Work order —
Your reply should consist solely of the lines from the start of the material below through the line containing "positive clicks: (83, 221)", reproduced exactly.

Records to process —
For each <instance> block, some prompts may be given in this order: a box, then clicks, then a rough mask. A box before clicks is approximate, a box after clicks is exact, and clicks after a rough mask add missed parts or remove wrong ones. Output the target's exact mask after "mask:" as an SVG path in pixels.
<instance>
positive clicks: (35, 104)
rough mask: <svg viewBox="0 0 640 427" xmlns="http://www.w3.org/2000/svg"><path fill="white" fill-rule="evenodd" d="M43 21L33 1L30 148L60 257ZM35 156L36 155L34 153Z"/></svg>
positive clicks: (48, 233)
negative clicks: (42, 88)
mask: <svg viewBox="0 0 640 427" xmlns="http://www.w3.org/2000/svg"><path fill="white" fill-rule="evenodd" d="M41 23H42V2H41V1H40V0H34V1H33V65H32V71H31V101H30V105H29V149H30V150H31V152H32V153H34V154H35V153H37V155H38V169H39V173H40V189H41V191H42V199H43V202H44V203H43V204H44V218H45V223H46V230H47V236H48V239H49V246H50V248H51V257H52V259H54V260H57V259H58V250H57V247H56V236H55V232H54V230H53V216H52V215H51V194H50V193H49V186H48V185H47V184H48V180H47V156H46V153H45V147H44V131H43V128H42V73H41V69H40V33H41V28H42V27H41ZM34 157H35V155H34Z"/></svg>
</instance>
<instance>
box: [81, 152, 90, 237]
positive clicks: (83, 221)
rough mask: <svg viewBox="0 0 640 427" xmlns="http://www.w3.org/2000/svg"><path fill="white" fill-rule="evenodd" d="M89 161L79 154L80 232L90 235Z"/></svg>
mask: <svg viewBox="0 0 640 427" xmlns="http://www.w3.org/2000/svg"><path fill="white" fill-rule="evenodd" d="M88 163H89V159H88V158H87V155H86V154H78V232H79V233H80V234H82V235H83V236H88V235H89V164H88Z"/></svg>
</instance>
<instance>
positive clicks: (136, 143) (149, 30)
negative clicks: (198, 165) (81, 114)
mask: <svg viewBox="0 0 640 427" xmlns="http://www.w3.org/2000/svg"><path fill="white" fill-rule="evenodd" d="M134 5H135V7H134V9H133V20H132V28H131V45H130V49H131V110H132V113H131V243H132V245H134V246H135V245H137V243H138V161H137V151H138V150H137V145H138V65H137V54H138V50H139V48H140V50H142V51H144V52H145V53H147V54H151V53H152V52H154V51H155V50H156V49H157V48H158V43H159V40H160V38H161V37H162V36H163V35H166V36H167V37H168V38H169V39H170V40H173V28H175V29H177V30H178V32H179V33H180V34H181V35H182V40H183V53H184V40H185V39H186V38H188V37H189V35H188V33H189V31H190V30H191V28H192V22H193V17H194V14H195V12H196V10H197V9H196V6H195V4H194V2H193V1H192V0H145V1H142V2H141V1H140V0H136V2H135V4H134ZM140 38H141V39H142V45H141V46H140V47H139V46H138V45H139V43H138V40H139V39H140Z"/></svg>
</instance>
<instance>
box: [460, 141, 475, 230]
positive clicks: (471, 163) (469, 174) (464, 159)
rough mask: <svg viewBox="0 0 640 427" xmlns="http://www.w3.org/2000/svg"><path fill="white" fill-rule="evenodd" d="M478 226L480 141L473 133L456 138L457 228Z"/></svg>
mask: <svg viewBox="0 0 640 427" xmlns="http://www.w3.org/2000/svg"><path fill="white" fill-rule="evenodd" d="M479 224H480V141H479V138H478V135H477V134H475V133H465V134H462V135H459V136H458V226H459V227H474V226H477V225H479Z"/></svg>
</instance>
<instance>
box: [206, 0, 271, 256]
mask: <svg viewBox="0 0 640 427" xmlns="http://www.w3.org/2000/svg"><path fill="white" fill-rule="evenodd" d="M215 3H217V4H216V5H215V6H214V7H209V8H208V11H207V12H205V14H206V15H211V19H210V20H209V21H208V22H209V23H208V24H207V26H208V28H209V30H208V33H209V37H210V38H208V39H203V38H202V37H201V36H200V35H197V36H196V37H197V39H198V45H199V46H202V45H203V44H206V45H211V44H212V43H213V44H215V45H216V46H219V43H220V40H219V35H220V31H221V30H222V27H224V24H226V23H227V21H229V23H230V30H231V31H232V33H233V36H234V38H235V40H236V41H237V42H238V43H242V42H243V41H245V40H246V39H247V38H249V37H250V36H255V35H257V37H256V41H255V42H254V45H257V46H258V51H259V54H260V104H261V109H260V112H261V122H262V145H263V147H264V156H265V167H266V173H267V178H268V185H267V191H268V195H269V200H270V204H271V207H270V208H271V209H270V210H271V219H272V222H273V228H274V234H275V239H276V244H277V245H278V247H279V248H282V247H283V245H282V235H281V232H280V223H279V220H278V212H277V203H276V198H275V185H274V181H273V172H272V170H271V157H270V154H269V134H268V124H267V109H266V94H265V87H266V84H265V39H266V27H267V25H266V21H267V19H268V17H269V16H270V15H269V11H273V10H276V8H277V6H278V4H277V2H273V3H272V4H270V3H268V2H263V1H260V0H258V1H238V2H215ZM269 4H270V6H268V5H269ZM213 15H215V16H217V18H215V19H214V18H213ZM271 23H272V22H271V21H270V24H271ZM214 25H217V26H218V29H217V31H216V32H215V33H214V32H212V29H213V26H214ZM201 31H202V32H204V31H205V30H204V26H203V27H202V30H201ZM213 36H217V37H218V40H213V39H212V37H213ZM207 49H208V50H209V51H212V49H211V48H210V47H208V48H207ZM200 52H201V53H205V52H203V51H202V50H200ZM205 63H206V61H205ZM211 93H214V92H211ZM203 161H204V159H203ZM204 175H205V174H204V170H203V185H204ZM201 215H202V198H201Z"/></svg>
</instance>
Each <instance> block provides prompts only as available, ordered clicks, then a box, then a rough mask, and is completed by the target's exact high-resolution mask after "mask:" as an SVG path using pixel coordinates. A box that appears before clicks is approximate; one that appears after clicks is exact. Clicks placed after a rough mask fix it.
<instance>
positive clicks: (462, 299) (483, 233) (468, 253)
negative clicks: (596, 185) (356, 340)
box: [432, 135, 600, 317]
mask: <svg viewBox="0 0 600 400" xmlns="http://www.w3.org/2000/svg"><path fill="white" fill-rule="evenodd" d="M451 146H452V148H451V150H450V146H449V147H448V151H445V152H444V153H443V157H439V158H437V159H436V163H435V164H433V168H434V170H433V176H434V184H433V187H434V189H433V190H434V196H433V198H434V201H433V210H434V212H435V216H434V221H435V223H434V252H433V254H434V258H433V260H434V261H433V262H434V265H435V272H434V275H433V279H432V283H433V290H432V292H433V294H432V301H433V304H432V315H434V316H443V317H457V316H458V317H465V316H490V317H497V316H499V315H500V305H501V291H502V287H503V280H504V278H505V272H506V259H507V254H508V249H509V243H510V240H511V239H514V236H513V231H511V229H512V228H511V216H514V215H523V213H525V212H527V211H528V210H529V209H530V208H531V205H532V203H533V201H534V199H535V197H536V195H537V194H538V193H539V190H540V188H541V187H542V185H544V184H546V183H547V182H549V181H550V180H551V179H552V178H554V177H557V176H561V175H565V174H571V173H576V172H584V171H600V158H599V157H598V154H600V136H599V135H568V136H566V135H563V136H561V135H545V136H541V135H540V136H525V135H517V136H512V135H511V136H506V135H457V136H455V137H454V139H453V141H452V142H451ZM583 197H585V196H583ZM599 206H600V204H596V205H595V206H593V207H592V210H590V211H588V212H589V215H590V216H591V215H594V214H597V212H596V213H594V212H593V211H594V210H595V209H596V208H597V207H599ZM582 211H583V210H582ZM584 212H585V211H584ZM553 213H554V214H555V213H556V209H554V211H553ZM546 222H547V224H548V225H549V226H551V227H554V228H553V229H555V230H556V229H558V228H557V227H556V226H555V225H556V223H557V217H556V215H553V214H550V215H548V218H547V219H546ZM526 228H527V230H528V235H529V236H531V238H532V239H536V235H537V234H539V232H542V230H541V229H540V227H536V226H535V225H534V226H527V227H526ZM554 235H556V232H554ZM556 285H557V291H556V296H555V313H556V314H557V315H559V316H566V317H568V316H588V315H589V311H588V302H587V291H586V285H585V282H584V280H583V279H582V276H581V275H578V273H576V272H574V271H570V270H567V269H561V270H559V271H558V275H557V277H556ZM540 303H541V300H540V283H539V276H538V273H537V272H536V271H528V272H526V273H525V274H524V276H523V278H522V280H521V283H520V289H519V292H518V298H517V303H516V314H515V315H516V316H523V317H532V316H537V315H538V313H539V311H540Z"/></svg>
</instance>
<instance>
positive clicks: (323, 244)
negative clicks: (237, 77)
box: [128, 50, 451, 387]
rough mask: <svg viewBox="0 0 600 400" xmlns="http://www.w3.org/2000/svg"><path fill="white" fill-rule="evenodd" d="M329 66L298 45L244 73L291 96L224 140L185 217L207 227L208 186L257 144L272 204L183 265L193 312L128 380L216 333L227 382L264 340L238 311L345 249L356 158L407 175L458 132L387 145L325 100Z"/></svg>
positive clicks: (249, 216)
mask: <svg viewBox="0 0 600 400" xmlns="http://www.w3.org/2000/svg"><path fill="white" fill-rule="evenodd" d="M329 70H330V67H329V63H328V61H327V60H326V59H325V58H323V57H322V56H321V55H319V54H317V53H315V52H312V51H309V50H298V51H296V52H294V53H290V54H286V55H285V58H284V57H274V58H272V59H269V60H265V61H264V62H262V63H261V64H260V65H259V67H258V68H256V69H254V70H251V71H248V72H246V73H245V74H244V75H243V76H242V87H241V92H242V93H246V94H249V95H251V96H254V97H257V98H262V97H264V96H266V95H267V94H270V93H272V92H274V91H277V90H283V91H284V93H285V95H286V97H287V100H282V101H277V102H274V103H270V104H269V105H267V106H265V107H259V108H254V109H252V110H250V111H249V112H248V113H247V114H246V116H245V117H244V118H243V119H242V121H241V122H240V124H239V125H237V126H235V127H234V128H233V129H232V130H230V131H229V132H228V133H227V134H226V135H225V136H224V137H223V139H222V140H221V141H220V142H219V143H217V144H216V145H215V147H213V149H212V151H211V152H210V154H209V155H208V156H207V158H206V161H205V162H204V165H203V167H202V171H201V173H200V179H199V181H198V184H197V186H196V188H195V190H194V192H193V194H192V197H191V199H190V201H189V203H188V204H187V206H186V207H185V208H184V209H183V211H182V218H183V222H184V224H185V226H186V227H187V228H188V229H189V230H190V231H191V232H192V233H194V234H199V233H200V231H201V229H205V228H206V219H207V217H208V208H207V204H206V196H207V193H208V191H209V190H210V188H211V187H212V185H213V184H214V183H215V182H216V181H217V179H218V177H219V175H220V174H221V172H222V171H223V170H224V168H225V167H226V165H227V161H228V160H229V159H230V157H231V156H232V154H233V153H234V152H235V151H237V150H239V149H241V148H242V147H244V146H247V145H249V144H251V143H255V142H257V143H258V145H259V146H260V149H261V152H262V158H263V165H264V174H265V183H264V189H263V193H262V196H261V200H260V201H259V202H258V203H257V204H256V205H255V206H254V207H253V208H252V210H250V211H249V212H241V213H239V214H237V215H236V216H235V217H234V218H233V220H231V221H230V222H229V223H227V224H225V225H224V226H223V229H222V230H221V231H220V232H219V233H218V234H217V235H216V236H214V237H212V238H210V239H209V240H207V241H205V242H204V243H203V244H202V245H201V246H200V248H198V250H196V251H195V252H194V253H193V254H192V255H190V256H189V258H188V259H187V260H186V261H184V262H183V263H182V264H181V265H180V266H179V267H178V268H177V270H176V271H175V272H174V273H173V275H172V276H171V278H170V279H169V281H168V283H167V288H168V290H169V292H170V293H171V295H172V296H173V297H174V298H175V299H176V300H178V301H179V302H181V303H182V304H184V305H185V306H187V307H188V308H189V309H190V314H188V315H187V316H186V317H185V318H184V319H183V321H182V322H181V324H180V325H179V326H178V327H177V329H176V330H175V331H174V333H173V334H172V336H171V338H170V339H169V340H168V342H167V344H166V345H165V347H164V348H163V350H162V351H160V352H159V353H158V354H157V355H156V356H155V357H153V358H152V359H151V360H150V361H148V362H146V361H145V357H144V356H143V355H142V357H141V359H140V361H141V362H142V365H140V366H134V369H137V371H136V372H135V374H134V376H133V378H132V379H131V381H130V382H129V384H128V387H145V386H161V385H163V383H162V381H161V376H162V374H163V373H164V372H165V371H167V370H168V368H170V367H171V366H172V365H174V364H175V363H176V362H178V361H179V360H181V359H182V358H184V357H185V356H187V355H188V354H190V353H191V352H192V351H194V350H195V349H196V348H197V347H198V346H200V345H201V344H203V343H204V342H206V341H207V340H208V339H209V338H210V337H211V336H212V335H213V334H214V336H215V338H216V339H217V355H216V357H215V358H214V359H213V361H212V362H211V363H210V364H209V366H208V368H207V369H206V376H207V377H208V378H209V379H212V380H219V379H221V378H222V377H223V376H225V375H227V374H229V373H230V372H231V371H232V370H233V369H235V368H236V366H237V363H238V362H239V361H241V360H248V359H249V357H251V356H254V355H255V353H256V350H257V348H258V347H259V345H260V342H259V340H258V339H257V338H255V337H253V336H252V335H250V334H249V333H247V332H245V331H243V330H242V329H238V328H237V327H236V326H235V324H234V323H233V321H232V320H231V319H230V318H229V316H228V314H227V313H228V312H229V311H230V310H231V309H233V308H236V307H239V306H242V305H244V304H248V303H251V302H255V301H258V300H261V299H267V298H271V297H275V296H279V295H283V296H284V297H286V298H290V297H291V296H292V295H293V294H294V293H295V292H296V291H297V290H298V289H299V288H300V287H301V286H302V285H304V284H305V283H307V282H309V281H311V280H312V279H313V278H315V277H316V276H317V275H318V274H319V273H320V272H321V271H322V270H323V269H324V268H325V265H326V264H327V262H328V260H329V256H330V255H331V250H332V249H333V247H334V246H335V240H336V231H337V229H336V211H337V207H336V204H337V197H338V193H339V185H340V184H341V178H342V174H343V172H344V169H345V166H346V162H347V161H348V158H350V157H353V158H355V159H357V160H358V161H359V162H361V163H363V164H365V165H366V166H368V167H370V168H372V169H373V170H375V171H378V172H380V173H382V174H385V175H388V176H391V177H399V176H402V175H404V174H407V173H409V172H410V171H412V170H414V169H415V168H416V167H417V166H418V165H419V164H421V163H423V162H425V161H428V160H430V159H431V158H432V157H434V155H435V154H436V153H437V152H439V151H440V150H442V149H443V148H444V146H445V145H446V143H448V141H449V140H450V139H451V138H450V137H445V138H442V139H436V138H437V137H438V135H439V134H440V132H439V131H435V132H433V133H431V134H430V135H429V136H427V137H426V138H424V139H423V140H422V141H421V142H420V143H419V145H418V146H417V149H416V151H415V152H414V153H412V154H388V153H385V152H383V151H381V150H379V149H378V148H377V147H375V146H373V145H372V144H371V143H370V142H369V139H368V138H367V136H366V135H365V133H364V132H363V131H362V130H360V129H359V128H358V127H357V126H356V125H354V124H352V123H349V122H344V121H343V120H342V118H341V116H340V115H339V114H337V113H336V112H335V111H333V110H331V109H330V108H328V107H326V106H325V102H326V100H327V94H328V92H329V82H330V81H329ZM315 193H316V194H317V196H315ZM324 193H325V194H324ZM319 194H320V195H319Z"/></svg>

Answer to this problem —
For each <instance> block, some prompts may be given in this order: a box, then clicks, then a rough mask. A box before clicks is approximate, a box after clicks is exact, and clicks after a rough mask add missed parts or remove wrong ones. Output the target's exact mask after "mask:" as an SVG path in pixels.
<instance>
positive clicks: (35, 104)
rough mask: <svg viewBox="0 0 640 427" xmlns="http://www.w3.org/2000/svg"><path fill="white" fill-rule="evenodd" d="M43 21L33 1L30 148L60 257ZM35 156L36 155L34 153Z"/></svg>
positive clicks: (48, 233)
negative clicks: (42, 88)
mask: <svg viewBox="0 0 640 427" xmlns="http://www.w3.org/2000/svg"><path fill="white" fill-rule="evenodd" d="M41 23H42V2H41V1H40V0H34V1H33V65H32V71H31V101H30V105H29V149H30V150H31V152H32V153H34V154H35V153H37V155H38V169H39V173H40V189H41V191H42V199H43V202H44V203H43V204H44V218H45V223H46V230H47V236H48V239H49V246H50V248H51V257H52V259H54V260H57V259H58V250H57V247H56V236H55V232H54V230H53V216H52V215H51V194H50V193H49V186H48V185H47V184H48V180H47V156H46V153H45V147H44V131H43V128H42V73H41V69H40V33H41V28H42V27H41ZM34 157H35V155H34Z"/></svg>
</instance>
<instance>
box: [81, 152, 90, 237]
positive clicks: (83, 221)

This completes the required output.